Job
Rewrite the records from the line with "In this exercise you will indicate the hazy" up to and including the last line, replacing "indicate" with "mark" and changing nothing else.

Extracted material

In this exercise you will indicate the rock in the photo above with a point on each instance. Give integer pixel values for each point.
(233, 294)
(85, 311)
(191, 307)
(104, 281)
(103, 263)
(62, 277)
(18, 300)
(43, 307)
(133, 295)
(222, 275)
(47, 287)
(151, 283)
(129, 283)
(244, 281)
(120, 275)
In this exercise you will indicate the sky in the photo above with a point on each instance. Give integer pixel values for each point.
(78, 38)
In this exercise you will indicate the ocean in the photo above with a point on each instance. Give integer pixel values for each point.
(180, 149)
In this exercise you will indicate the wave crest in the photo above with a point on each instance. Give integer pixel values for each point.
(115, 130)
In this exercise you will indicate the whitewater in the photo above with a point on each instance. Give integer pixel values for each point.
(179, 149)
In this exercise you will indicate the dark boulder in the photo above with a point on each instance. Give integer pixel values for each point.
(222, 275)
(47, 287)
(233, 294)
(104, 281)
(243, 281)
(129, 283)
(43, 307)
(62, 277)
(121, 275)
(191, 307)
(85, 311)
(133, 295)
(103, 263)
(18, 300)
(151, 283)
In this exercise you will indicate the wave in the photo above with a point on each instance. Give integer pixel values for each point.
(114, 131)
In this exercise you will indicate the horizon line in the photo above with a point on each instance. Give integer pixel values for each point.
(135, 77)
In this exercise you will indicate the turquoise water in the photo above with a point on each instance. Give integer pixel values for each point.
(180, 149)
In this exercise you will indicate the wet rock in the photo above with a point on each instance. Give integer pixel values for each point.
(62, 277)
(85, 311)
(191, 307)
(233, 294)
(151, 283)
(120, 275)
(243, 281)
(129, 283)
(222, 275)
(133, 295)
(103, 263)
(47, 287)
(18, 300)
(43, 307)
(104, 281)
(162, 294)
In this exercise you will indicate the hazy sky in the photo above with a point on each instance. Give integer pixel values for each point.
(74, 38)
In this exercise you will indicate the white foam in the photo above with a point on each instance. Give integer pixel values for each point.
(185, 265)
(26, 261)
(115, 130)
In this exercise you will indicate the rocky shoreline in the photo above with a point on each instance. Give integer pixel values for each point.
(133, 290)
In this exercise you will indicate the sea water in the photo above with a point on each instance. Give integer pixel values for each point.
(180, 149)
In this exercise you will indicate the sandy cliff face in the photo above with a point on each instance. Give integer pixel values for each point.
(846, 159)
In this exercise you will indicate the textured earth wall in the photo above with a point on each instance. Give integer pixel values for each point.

Answer for this exercise
In this exercise you will mark the hazy sky in the photo above with a point on each instance. Give integer pixel values for each point.
(74, 38)
In this exercise you will mark the white foam in the photo above with a point on each instance. Give integer pixel values for each point.
(185, 265)
(26, 261)
(115, 130)
In this exercise you will mark the rocky shoreline in the photo above with a point on each instance. Give integer pixel values for each point.
(133, 290)
In this exercise you will mark the sea water in the photo above with a point on each instance. Give integer pixel values for each point.
(180, 149)
In this exercise you will mark the sandy cliff face in the photo above with a point on each instance. Give integer pixel values for each point.
(846, 159)
In this exercise you will mark the textured earth wall in the photo above with a point on each instance. Give integer pixel values for each point.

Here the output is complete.